• [Work to be completed]
Continue the forum thread on commemorating Christ's birth and resurrection as non-binding days of thanksgiving, starting immediately after its final sentence.

• [Passage to read]
++++++++++

Thanks for the references cited.


----------



## piningforChrist (Nov 16, 2005)

> Where do Christ-mass carols, exchanging of gifts, mistle toe, holly, lights, candles, incense, egg nog, trees, tinsel, nativity scenes, pageants, passion plays, images of Christ and His crucifixion, eggs, bunny rabbits, chocolates, Satan Claus (whoops, Santa, not Satan.. my mistake), and Charlie Brown specials fit "within the bounds of Scripture" for a non-binding day of thanksgiving to God, considering the fact that most-if-not-all of these wind up within on Church buildings during this time of the year, and take center place in our homes rather than, say, a posted copy of the Ten Commandments?



I deny that all these things must be necessarily present. Therefore, I will rephrase my postulation as a question:

May we, within the bounds of Scripture, offer up thanks to God for His feats of fulfilling prophesy regarding His birth and His resurrection on traditional days each year in so far as they are not set apart as holy religious days, but instead commemorated as non-binding days of thanksgiving to God?


----------



## Arch2k (Nov 16, 2005)

> _Originally posted by piningforChrist_
> May we, within the bounds of Scripture, offer up thanks to God for His feats of fulfilling prophesy regarding His birth and His resurrection on traditional days each year in so far as they are not set apart as holy religious days, but instead commemorated as non-binding days of thanksgiving to God?



This is tricky. I have problems with parts of this, but not all. 

First of all, how would you define a "holy" day? How is your hypothetical NOT a "holy" day?

++++++++++

(Bounding-box records)

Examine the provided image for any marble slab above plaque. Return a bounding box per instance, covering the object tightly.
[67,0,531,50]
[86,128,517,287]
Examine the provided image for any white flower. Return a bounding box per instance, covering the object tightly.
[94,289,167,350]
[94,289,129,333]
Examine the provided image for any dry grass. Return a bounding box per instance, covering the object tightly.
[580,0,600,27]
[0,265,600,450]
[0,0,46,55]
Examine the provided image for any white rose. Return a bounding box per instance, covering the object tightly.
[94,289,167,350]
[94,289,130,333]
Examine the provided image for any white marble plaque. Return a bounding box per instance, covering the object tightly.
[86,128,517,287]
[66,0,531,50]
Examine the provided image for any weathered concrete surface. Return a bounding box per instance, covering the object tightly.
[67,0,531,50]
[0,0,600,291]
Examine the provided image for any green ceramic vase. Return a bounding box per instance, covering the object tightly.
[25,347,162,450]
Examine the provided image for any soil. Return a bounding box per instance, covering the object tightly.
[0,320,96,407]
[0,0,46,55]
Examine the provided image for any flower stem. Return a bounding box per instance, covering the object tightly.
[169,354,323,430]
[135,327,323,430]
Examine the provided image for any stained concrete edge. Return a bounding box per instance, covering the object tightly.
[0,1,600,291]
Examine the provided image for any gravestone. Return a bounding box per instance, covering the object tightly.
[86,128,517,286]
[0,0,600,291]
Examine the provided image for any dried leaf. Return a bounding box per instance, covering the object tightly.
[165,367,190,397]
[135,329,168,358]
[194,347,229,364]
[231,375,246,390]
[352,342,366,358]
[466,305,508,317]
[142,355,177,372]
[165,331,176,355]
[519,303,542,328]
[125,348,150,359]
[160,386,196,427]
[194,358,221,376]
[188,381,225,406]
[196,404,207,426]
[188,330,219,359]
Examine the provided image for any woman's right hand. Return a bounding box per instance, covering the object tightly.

++++++++++

• [Answer to this task]
Secondly, this reasoning does not justify the celebration of Christmas. From Matthew MacMahon's article on the subject:



> Some appeal to The Westminster Confession in their statement concerning lawful days of "œthanksgiving" in order to appeal to a day of thanksgiving for Christmas. However, The Westminster Confession says the following, "œThe reading of the Scriptures with godly fear, the sound preaching and conscionable hearing of the Word, in obedience unto God, with understanding, faith, and reverence, singing of psalms with grace in the heart; as also, the due administration and worthy receiving of the sacraments instituted by Christ, are all parts of the ordinary religious worship of God: beside religious oaths, vows, solemn fastings, and thanksgivings upon special occasions, which are, in their several times and seasons, to be used in an holy and religious manner. (WCF Chapter 21, Section 5; They use Esther 9:20-22 as a proof text for "œand thanksgivings upon special occasions", not for worship.) The Westminster Confession makes the distinction between worship which appears in the first part of the paragraph, and then separates other days of spiritual edification by the word "œbesides." They are not the same, and appeal to them is unwarranted.



The problem is, is that you are making a religious day of celebration (this is where the term "holy" comes in). The distinction that the Westminster Confession is making is between religous "holy" days (such as Christ-mass and easter) and civil days of thanksgiving. The former that deny based upon the regulative principle, and God's instituting the Sabbath as a day to celebrate God and his work in salvation. The latter they affirm based upon the texts provided.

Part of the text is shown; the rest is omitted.